Short problem: Extract every line of the records that contains the string "roof", and copy each such line in full.

Supplied data:
--------------------------------

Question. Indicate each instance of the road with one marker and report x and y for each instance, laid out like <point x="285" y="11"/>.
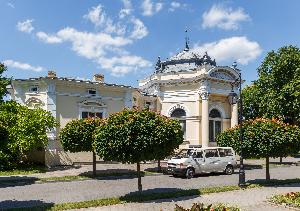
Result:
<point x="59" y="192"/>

--------------------------------

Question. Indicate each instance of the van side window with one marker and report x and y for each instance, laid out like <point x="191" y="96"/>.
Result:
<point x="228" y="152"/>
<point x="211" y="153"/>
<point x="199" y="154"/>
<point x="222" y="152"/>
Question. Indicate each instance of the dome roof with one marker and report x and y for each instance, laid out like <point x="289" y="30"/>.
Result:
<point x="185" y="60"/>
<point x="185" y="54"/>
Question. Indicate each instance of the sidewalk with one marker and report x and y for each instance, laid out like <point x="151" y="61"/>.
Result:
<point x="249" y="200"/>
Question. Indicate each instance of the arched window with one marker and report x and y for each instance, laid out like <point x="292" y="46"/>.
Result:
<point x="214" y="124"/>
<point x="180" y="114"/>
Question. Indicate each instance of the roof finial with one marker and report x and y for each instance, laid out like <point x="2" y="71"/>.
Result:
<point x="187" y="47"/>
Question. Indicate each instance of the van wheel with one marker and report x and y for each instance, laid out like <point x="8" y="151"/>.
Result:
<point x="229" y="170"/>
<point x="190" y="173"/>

--------------------------------

Written answer:
Question. Indicate each instance of the dome roof with one marker and report x and y for each instance, laid out like <point x="289" y="30"/>.
Question. Indicate each instance of the roof finial with one marker and report x and y for each instance, laid out like <point x="2" y="71"/>.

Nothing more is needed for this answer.